Here’s an example that I received a while ago. Interestingly, the flag LOTS_OF_MONEY doesn’t attract any score.

Received: from ppsw-42.csi.cam.ac.uk (ppsw-42-intramail.csi.cam.ac.uk [192.168.128.142])
	 by cyrus-1a.csi.private.cam.ac.uk (Cyrus v2.4.17) with LMTPA;
	 Wed, 05 Apr 2017 17:54:16 +0100
X-Sieve: CMU Sieve 2.4
X-Cam-SpamScore: ssss
X-Cam-SpamDetails: score 4.3 from SpamAssassin-3.4.1-1786853 
 * -0.0 RCVD_IN_DNSWL_NONE RBL: Sender listed at http://www.dnswl.org/, no
 *      trust
 *      [209.85.220.193 listed in list.dnswl.dnsbl.ja.net]
 *  0.5 RCVD_IN_SORBS_SPAM RBL: SORBS: sender is a spam source
 *      [209.85.220.193 listed in dnsbl.sorbs.net]
 * -0.0 RCVD_IN_MSPIKE_H3 RBL: Good reputation (+3)

## Brief 1
Repeat the rows below without changes, from the line with "mark: the white" through the last line of the rows.

## Listed records

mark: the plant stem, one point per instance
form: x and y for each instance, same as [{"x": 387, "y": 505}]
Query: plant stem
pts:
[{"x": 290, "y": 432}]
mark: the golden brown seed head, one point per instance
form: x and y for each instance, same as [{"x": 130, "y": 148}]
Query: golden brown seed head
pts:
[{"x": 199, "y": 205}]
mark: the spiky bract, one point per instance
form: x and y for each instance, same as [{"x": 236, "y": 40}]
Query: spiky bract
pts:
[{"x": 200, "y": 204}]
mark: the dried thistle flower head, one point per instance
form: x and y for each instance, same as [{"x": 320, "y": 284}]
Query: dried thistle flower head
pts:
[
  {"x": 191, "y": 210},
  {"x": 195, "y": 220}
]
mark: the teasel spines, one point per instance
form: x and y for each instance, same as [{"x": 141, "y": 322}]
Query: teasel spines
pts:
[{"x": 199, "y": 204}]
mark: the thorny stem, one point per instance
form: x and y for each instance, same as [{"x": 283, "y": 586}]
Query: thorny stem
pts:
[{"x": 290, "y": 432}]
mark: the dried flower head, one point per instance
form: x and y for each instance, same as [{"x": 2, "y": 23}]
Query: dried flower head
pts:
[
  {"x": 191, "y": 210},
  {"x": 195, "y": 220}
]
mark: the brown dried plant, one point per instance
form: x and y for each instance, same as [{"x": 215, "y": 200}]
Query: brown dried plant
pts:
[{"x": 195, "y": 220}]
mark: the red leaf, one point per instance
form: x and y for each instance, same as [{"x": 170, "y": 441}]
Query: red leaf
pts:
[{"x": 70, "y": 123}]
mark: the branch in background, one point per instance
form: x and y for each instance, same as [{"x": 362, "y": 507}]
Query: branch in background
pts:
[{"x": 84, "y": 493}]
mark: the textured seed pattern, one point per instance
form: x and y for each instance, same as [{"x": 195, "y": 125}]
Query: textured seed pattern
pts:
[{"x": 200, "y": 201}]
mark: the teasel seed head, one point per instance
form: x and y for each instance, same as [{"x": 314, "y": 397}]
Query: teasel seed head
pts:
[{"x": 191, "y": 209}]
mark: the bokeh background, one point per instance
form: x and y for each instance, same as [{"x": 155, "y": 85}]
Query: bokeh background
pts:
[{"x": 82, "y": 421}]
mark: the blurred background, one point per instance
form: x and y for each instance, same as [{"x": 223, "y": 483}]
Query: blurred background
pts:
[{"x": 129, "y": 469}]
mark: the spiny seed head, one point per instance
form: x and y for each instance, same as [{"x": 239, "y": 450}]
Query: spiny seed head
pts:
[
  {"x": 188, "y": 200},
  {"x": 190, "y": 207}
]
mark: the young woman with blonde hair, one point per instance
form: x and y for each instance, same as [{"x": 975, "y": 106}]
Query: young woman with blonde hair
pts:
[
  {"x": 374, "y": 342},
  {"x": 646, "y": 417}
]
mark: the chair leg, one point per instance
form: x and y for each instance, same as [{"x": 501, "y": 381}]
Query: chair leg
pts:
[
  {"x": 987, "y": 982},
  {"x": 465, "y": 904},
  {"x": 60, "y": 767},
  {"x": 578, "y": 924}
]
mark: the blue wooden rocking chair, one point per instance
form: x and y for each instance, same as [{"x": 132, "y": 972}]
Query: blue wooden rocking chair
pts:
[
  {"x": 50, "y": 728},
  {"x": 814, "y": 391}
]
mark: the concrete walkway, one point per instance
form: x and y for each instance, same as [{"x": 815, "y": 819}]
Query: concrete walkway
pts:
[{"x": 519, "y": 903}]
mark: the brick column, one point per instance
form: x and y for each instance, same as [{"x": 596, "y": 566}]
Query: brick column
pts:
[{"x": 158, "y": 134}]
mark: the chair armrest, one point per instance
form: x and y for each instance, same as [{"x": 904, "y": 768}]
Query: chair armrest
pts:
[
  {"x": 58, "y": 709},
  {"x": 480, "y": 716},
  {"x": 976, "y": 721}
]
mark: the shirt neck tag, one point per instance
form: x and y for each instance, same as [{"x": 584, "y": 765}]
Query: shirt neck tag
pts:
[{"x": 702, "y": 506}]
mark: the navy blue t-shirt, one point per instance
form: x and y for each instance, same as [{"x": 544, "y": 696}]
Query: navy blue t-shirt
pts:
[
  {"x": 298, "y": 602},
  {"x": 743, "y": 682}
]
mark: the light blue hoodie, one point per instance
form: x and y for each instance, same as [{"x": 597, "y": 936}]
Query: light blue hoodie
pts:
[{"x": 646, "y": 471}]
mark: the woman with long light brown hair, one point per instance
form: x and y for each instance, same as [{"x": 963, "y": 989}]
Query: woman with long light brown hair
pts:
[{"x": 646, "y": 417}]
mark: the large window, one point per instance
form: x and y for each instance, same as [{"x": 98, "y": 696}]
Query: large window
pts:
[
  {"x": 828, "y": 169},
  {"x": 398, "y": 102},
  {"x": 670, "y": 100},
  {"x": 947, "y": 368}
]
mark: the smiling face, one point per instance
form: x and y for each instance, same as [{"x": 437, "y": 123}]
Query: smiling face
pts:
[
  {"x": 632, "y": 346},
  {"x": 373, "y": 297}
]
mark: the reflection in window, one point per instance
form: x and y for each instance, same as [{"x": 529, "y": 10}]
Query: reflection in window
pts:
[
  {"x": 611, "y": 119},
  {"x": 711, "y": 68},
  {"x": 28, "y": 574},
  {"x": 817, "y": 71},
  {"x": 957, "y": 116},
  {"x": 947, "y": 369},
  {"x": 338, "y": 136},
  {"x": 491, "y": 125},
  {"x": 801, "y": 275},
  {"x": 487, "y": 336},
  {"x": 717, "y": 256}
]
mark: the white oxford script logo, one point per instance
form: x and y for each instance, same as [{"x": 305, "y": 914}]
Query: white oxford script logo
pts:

## Brief 2
Print the part of the spam header excerpt above from "Here’s an example" to "Good reputation (+3)", with no changes.

## Full output 1
mark: the white oxford script logo, one point per instance
form: x and y for each instance, same as [{"x": 305, "y": 914}]
Query: white oxford script logo
pts:

## Full output 2
Here’s an example that I received a while ago. Interestingly, the flag LOTS_OF_MONEY doesn’t attract any score.

Received: from ppsw-42.csi.cam.ac.uk (ppsw-42-intramail.csi.cam.ac.uk [192.168.128.142])
	 by cyrus-1a.csi.private.cam.ac.uk (Cyrus v2.4.17) with LMTPA;
	 Wed, 05 Apr 2017 17:54:16 +0100
X-Sieve: CMU Sieve 2.4
X-Cam-SpamScore: ssss
X-Cam-SpamDetails: score 4.3 from SpamAssassin-3.4.1-1786853 
 * -0.0 RCVD_IN_DNSWL_NONE RBL: Sender listed at http://www.dnswl.org/, no
 *      trust
 *      [209.85.220.193 listed in list.dnswl.dnsbl.ja.net]
 *  0.5 RCVD_IN_SORBS_SPAM RBL: SORBS: sender is a spam source
 *      [209.85.220.193 listed in dnsbl.sorbs.net]
 * -0.0 RCVD_IN_MSPIKE_H3 RBL: Good reputation (+3)